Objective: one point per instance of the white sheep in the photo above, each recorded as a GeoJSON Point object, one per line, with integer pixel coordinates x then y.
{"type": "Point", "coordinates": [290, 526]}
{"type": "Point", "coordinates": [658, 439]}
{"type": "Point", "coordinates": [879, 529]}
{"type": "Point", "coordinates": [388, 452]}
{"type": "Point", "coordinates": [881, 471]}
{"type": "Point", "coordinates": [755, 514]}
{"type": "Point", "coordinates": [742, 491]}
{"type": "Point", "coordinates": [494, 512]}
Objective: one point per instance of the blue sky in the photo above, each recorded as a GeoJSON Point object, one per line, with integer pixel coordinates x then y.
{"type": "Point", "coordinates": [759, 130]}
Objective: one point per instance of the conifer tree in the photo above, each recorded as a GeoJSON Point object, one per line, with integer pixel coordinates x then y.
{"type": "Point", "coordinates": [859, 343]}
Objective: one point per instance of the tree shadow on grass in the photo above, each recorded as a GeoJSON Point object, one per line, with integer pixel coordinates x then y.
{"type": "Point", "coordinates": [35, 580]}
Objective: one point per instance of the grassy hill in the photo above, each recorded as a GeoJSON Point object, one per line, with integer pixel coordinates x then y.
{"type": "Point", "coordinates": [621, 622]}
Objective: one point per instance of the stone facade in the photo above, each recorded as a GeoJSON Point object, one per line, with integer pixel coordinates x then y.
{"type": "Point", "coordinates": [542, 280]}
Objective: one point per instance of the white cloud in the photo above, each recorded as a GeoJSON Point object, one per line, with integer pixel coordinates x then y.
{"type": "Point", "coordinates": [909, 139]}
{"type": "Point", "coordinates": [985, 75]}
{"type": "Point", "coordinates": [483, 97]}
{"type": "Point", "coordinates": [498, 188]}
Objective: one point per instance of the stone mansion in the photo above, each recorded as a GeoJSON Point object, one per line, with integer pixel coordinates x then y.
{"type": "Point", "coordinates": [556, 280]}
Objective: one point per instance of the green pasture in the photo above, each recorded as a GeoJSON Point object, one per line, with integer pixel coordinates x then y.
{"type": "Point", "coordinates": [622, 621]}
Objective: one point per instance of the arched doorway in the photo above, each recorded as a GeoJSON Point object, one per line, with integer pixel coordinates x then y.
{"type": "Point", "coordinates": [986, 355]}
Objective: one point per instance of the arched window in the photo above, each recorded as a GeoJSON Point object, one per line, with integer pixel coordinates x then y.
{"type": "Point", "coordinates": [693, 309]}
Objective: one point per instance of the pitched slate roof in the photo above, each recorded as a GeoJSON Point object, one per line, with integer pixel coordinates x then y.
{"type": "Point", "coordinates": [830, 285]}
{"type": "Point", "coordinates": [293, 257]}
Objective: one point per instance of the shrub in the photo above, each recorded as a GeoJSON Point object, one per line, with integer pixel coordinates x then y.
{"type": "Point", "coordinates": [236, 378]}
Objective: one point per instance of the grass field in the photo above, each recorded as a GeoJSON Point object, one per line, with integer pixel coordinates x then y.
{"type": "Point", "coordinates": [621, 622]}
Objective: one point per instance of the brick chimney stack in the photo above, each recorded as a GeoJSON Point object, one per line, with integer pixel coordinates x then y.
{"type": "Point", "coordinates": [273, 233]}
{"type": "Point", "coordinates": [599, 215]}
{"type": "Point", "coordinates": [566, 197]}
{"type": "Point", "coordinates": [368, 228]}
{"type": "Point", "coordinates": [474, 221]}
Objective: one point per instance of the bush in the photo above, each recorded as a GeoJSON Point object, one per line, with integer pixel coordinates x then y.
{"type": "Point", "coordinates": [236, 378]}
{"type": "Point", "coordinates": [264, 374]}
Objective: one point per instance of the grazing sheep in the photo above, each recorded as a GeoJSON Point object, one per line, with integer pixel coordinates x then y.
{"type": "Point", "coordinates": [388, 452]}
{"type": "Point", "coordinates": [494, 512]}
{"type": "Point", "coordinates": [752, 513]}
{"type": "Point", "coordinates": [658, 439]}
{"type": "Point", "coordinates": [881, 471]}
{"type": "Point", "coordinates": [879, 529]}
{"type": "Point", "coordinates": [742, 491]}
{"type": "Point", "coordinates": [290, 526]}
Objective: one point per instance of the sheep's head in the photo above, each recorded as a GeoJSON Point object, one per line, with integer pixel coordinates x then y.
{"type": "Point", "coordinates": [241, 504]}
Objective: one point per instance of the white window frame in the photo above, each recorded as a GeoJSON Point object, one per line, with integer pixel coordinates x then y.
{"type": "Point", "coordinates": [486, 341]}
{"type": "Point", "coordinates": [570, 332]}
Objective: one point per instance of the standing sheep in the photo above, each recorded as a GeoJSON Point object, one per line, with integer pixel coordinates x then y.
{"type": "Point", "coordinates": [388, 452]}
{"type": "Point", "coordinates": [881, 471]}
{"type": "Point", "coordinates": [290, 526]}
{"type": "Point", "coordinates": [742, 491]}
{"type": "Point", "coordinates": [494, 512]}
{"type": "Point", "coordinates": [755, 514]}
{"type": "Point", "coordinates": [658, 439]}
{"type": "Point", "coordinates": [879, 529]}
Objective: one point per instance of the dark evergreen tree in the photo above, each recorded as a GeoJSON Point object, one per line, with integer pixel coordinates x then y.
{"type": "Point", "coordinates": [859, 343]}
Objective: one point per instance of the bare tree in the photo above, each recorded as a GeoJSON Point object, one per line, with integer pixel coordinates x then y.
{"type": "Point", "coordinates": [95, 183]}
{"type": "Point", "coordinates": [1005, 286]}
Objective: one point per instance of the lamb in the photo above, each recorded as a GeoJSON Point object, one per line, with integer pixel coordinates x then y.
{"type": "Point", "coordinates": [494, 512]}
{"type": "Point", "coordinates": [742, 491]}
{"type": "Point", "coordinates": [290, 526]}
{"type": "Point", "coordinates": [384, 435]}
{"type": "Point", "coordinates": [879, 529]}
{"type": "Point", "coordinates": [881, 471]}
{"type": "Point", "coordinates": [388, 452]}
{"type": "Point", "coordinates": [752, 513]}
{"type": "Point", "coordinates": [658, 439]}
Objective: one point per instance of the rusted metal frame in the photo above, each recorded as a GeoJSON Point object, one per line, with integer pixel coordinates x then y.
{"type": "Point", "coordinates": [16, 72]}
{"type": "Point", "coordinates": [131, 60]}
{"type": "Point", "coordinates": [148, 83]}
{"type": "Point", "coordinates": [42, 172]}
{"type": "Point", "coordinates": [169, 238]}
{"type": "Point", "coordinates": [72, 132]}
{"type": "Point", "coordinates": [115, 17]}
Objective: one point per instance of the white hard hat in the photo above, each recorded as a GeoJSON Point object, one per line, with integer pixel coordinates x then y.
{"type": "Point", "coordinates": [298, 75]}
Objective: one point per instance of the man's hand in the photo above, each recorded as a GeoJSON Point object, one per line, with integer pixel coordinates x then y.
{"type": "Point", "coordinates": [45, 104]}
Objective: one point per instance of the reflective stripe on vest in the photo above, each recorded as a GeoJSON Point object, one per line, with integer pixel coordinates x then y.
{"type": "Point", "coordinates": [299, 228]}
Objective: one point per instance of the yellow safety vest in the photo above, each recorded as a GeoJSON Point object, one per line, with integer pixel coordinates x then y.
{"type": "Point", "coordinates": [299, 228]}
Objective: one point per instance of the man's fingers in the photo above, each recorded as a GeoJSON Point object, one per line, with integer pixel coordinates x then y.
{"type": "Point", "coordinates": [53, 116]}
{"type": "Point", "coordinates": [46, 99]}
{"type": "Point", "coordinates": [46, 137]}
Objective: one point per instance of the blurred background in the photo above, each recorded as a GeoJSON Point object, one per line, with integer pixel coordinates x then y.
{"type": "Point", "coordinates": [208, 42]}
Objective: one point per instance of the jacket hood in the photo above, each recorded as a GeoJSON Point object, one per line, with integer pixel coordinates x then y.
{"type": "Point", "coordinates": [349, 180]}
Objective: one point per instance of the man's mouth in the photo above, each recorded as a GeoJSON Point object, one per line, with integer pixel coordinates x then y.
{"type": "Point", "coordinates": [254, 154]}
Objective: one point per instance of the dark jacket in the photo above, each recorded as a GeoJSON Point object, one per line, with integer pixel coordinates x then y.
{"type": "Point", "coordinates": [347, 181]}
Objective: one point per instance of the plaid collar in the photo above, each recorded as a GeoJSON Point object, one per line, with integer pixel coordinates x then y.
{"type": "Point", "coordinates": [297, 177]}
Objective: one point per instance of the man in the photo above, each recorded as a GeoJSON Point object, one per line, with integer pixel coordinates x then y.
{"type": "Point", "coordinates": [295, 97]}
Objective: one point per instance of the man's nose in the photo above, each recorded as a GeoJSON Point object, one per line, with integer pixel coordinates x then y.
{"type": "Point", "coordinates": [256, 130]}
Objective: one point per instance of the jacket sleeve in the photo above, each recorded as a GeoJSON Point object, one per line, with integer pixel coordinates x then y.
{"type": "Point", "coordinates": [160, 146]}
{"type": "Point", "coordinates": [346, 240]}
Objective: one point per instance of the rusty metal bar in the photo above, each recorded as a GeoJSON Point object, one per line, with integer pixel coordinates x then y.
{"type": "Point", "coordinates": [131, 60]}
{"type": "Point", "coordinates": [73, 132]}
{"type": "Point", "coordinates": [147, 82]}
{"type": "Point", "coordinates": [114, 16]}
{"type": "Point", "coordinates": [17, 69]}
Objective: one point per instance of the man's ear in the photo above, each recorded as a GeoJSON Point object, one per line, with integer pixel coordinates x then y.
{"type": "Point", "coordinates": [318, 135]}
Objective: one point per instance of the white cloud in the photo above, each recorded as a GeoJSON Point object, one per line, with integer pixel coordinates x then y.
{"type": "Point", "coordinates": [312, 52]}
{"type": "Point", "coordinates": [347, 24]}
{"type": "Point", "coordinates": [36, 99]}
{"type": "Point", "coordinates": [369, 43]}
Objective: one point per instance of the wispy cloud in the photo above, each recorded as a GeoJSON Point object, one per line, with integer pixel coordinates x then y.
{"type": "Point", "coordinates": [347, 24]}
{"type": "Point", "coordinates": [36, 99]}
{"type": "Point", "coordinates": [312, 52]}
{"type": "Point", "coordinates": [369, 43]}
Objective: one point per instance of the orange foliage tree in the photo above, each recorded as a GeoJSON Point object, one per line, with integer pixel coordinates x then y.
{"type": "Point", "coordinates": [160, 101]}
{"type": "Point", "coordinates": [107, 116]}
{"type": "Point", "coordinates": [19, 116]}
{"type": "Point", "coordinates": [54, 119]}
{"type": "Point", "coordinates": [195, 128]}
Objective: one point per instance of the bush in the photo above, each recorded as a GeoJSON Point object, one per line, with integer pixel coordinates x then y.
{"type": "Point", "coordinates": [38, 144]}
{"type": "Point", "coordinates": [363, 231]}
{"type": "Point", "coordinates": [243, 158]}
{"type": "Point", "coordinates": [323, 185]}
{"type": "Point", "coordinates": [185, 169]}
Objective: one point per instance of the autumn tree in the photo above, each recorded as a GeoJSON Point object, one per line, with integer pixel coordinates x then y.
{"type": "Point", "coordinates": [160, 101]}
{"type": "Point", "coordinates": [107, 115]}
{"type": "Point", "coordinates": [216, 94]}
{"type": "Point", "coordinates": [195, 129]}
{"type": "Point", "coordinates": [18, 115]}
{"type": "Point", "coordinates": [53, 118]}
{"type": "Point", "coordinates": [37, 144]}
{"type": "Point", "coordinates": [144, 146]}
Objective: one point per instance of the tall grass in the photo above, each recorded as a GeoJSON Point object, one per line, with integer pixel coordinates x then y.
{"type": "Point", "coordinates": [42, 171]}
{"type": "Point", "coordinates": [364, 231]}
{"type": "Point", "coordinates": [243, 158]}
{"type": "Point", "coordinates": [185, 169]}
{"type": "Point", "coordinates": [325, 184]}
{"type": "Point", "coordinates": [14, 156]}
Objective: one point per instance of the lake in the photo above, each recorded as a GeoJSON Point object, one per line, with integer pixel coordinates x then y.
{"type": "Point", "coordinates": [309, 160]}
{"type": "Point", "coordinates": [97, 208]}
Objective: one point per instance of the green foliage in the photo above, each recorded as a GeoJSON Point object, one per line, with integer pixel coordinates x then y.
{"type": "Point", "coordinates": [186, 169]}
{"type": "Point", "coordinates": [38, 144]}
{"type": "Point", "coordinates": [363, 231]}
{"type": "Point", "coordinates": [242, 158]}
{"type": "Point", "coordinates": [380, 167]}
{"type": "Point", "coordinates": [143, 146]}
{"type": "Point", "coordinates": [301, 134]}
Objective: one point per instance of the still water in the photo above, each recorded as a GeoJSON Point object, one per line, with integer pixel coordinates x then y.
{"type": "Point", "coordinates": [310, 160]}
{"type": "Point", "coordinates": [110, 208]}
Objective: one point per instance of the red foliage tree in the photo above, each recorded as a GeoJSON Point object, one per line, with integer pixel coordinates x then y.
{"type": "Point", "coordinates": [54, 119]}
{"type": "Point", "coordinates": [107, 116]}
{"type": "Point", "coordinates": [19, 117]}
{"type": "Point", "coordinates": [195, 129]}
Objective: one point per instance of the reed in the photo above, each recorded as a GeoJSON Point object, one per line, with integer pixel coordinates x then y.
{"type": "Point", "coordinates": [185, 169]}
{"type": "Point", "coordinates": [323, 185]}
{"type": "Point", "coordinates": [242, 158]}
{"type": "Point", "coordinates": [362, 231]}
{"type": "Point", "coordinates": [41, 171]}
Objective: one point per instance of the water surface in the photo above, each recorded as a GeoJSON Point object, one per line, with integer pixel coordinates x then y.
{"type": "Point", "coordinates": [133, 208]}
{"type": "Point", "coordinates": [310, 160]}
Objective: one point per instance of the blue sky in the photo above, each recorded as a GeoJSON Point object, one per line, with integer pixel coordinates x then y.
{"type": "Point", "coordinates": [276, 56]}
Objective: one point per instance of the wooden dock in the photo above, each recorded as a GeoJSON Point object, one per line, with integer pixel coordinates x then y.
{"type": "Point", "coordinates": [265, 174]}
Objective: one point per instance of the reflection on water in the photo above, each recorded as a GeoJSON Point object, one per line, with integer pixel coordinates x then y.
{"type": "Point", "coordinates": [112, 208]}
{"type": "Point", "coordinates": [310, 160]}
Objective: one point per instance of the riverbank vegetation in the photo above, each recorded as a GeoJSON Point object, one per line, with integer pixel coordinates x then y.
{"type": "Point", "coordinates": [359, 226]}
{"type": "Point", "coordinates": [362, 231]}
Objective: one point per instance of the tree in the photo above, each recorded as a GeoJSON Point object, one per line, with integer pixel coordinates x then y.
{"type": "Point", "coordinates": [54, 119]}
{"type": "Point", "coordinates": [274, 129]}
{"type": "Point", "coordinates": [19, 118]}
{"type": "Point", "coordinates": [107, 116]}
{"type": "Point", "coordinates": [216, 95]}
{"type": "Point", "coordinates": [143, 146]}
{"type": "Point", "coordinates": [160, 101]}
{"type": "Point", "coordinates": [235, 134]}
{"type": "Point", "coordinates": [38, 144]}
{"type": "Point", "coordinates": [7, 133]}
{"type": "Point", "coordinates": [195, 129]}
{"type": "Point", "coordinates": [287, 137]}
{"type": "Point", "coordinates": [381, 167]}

To be done —
Reproduce the final stretch of the data above: every line from the one holding "Objective: one point per instance of the water" through the end, inclusive, exactly as written and nothing else.

Response to the task —
Objective: one point per instance of the water surface in the photo above, each recorded as a GeoJSON Point object, one per line, with integer pixel coordinates x then y.
{"type": "Point", "coordinates": [133, 208]}
{"type": "Point", "coordinates": [310, 160]}
Objective: one point per instance of the blue sky in the photo above, each recorded as a GeoJSON Point object, one per line, with integer pixel coordinates x then y.
{"type": "Point", "coordinates": [276, 56]}
Objective: one point per instance of the wooden dock in the photo above, each recorded as a GeoJSON Point object, one per line, with integer pixel coordinates x then y.
{"type": "Point", "coordinates": [265, 174]}
Objective: one point per instance of the reflection on water in the photo above, each recorded as a GeoJSON Point object, one per line, with integer pixel coordinates x then y.
{"type": "Point", "coordinates": [112, 208]}
{"type": "Point", "coordinates": [310, 160]}
Objective: one point per instance of the riverbank vegetation in the photo above, each recorded as a GeoJSON Point object, one per line, with integer pixel coordinates x then y.
{"type": "Point", "coordinates": [359, 226]}
{"type": "Point", "coordinates": [362, 231]}
Objective: one point per instance of the tree in the photo above, each recorded as a GeoJSON Point object, one per line, with integer pixel coordinates x then y.
{"type": "Point", "coordinates": [54, 119]}
{"type": "Point", "coordinates": [274, 129]}
{"type": "Point", "coordinates": [19, 118]}
{"type": "Point", "coordinates": [107, 116]}
{"type": "Point", "coordinates": [216, 95]}
{"type": "Point", "coordinates": [143, 146]}
{"type": "Point", "coordinates": [160, 101]}
{"type": "Point", "coordinates": [235, 134]}
{"type": "Point", "coordinates": [38, 144]}
{"type": "Point", "coordinates": [7, 133]}
{"type": "Point", "coordinates": [195, 129]}
{"type": "Point", "coordinates": [287, 137]}
{"type": "Point", "coordinates": [381, 167]}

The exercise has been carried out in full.